====== Data entries

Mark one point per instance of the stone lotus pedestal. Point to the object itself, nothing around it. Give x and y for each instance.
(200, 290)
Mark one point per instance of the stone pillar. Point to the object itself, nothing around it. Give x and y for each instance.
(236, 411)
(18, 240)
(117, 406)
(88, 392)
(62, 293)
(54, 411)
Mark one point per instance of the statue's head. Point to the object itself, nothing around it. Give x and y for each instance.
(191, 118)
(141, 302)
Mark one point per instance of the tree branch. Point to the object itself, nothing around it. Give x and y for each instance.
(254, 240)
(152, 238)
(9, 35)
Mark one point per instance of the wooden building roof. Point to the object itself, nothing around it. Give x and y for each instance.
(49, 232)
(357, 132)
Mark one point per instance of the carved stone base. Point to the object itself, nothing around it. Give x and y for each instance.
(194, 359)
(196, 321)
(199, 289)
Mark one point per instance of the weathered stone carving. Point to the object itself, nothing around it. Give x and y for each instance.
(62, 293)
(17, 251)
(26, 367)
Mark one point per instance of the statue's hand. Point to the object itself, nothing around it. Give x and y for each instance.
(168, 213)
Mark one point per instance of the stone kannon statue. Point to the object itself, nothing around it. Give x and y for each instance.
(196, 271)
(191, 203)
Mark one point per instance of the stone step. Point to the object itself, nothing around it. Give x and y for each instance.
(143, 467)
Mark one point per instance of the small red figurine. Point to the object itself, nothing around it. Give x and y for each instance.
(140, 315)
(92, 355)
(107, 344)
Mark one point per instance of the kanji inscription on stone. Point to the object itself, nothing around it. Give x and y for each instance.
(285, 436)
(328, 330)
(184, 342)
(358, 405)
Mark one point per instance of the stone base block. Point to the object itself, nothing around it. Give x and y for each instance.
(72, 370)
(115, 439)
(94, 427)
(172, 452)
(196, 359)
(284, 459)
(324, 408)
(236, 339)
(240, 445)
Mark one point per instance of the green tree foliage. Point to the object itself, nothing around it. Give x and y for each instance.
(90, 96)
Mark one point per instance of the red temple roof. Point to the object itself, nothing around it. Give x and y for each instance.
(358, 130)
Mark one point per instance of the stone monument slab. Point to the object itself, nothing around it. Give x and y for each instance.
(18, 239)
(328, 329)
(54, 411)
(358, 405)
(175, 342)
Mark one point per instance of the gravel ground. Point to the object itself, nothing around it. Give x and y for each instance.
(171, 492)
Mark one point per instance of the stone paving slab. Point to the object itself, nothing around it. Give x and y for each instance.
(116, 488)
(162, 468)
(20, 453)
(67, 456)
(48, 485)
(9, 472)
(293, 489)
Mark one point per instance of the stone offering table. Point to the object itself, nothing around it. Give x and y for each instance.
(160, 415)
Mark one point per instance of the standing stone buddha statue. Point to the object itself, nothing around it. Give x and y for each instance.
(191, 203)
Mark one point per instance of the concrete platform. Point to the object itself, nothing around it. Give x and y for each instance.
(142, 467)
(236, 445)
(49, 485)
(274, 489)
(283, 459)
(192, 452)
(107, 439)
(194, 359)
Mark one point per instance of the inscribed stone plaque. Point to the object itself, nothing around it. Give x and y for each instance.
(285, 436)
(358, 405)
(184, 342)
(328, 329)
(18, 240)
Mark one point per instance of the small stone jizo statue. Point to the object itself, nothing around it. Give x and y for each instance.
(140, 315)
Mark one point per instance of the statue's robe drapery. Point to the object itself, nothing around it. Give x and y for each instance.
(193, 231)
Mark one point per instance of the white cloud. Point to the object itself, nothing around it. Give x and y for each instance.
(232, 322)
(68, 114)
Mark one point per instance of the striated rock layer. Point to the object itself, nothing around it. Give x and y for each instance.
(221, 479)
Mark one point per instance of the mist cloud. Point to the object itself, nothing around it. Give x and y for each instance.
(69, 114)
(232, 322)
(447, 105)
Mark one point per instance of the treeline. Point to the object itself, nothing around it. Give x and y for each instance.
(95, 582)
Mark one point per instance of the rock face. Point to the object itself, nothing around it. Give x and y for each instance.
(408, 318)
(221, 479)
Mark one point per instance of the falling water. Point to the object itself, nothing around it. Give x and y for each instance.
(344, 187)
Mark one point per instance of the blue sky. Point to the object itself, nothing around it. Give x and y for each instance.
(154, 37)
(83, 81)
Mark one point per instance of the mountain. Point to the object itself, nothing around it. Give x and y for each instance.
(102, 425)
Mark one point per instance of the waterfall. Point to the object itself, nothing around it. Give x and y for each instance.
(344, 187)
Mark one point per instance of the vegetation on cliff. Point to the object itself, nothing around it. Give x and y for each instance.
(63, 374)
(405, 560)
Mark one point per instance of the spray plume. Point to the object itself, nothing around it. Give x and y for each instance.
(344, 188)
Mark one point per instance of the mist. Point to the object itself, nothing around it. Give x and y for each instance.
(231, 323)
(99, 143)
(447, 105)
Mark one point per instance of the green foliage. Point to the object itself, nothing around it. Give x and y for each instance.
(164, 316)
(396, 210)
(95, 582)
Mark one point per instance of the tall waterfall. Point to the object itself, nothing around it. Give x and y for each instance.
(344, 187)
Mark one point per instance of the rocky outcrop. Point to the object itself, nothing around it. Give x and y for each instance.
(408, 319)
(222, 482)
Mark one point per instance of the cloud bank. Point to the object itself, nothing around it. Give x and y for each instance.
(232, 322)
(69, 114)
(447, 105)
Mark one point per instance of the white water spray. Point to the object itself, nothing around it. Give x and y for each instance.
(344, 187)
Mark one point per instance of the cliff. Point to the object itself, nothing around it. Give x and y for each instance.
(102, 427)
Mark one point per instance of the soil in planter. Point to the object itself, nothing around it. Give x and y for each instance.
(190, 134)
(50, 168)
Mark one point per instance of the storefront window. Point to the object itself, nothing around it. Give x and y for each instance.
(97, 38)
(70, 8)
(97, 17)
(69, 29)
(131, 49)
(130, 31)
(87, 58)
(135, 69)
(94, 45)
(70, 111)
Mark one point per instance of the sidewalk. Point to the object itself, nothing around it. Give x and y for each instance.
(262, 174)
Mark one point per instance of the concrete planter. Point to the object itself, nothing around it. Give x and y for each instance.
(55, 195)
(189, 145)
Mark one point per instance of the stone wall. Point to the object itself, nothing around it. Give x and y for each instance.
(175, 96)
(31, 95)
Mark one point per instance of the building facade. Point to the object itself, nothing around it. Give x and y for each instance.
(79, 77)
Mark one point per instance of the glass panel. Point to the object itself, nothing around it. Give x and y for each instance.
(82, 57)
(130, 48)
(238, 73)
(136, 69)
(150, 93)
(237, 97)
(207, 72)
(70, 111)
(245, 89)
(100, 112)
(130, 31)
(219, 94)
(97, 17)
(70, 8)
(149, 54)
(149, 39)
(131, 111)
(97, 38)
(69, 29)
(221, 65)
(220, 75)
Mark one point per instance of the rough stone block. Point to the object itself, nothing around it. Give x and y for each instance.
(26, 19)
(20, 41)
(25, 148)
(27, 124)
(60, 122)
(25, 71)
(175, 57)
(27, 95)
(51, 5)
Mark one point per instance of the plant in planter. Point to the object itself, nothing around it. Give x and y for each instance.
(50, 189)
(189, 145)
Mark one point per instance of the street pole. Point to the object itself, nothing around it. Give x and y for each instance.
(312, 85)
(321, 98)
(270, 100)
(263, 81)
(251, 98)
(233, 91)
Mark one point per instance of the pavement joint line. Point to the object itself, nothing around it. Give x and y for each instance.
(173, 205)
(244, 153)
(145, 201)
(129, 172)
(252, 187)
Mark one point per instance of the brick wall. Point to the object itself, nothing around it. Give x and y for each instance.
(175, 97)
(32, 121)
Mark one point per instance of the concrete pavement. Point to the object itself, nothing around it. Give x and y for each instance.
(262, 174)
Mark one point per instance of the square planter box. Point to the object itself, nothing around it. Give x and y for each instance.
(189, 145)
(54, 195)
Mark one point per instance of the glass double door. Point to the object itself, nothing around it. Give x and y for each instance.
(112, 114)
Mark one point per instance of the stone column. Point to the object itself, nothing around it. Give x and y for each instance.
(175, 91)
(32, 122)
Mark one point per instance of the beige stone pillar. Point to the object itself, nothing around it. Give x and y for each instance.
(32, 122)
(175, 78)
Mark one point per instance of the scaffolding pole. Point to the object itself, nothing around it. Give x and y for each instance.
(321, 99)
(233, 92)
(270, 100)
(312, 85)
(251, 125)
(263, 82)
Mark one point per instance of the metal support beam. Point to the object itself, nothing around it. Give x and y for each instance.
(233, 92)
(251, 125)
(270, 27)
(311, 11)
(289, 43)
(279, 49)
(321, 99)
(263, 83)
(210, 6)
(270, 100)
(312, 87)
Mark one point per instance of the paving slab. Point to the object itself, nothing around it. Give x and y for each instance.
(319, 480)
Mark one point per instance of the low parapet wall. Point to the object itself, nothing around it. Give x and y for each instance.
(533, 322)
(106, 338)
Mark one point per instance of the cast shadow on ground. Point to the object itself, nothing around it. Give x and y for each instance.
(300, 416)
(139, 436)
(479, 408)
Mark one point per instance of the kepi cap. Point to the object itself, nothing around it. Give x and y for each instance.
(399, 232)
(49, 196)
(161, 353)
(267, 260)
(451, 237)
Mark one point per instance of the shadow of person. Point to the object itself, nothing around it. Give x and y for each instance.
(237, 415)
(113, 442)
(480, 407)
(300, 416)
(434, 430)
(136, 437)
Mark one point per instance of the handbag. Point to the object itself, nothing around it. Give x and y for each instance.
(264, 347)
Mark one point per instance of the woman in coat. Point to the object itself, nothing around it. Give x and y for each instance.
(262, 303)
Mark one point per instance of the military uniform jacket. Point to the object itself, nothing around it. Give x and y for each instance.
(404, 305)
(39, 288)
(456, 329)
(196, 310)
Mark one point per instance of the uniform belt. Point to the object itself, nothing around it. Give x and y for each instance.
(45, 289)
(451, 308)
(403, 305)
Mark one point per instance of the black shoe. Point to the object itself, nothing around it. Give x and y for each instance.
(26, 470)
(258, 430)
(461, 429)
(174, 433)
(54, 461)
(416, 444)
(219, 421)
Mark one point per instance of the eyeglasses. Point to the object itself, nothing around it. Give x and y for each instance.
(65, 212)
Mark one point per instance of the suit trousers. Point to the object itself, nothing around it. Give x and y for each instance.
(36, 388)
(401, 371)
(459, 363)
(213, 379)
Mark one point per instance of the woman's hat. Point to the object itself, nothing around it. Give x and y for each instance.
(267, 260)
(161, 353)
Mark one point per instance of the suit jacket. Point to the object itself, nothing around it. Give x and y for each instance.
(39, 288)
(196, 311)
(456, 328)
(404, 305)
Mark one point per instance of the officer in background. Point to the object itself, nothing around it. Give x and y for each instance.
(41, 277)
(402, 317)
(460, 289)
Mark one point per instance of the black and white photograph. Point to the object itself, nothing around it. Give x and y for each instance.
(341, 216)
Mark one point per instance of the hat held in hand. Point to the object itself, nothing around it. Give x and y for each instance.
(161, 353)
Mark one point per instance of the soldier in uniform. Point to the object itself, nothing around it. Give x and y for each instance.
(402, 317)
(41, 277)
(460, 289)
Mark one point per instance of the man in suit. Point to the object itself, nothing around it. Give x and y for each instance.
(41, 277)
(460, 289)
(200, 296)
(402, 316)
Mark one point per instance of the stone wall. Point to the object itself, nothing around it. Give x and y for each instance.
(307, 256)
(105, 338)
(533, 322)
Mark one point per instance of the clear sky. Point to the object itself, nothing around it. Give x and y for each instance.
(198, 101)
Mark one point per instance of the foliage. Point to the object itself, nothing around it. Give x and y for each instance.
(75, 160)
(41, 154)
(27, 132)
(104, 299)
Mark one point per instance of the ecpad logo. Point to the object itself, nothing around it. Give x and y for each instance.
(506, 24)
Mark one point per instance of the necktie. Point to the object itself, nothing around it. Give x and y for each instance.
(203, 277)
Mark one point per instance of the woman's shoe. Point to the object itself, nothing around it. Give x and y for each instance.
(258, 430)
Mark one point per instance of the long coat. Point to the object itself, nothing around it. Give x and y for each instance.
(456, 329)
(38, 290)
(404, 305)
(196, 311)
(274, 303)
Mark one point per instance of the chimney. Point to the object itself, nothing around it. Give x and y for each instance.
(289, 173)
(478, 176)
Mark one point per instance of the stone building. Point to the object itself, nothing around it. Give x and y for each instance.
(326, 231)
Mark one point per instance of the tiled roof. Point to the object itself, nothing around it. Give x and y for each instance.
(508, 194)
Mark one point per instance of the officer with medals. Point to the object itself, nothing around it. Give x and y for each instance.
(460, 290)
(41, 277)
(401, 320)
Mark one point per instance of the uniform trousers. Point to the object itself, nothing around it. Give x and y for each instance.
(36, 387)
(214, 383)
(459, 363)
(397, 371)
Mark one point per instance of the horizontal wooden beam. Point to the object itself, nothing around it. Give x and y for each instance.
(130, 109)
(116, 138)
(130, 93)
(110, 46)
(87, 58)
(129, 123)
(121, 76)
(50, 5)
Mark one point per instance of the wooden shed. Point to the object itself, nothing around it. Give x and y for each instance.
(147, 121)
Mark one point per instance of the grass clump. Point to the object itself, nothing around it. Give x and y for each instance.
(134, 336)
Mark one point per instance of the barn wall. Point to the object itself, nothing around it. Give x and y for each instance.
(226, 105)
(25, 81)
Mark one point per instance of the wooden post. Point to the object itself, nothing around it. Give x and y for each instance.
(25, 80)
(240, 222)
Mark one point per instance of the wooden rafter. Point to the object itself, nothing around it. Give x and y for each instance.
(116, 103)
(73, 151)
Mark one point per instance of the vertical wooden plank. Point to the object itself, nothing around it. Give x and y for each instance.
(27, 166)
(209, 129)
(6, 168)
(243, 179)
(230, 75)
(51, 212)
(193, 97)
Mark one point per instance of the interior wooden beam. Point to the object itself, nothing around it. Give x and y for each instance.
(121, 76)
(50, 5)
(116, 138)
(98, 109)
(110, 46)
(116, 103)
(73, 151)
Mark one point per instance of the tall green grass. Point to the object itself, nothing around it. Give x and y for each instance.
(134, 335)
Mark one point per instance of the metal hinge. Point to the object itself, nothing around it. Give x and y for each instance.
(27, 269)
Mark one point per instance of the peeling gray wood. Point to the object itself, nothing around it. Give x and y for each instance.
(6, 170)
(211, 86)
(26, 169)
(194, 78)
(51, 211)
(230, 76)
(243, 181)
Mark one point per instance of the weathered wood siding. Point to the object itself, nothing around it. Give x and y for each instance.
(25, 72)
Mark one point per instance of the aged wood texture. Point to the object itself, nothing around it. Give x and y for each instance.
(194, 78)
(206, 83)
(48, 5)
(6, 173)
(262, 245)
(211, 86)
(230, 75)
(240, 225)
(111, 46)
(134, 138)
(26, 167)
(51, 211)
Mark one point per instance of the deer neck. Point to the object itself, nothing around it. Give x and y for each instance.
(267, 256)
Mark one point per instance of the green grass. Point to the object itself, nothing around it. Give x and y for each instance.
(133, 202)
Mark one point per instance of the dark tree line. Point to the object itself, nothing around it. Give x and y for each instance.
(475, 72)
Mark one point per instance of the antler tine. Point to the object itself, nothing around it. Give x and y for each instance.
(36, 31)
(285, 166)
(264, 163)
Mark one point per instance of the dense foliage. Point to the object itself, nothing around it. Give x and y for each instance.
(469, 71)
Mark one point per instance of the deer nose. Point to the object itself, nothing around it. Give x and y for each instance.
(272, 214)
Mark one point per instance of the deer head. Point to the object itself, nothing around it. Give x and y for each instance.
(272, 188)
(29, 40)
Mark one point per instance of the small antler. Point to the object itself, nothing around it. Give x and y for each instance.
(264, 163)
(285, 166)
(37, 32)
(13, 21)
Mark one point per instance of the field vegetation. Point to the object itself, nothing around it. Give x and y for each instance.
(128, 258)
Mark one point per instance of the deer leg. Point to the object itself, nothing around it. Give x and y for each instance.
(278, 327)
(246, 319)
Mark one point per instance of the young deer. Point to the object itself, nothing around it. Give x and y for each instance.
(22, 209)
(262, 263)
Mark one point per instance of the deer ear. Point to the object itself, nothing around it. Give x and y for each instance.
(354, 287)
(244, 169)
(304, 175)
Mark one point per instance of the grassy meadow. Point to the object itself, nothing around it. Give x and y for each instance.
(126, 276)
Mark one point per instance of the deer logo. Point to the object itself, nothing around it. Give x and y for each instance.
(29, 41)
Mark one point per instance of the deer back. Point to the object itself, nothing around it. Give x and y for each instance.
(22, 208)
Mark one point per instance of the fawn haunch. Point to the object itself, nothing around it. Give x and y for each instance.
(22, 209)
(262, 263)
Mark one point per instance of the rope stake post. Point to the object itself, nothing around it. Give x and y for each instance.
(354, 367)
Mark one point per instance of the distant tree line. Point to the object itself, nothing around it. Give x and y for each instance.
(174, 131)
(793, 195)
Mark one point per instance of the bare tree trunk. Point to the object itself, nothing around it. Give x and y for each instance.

============

**Directions**
Beginning at the line that holds "Mark one point per instance of the deer head.", write out word for word each line through the end of the records.

**Result**
Mark one point per instance of the deer head. Point to the object itself, nothing around it. Give x and y for each instance.
(272, 188)
(29, 40)
Mark one point per instance of the small antler. Point to the object itself, nothing around it. Give x and y for each instance.
(264, 163)
(285, 166)
(37, 32)
(13, 21)
Mark one point per instance of the field vegetation. Point to the object itself, nothing around it. Give x and y for each instance.
(128, 258)
Mark one point per instance of the deer leg. Point to the object itself, nothing around it. Give x and y for each instance.
(278, 327)
(246, 319)
Mark one point per instance of the young deer. Point to the object itself, nothing around it. Give x and y for each instance.
(22, 209)
(262, 263)
Mark one point per instance of the deer ear. Point to the object itself, nothing around it. Give x and y for each instance.
(354, 287)
(244, 169)
(304, 175)
Mark one point per instance of the grassy meadow. Point to the object itself, nothing around it. Give x and y for each instance.
(126, 276)
Mark one point per instance of the deer logo. Point to the object itself, nothing around it. Give x and y for each instance.
(29, 41)
Mark one point per instance of the deer back. Point to the object itself, nothing around it. Give x and y for each instance.
(22, 208)
Mark one point per instance of the fawn haunch. Point to the object itself, nothing around it. Give x and y for each instance.
(22, 209)
(262, 263)
Mark one point per instance of the rope stake post. Point to the object itself, nothing around it. Give x and y for each instance.
(354, 367)
Mark one point per instance of the distant tree line. Point to the object itself, nothing around it. Give x and y for each instance.
(174, 131)
(793, 195)
Mark one point per instance of the bare tree trunk. Point to the object itself, nothing around it. Give x and y for each instance.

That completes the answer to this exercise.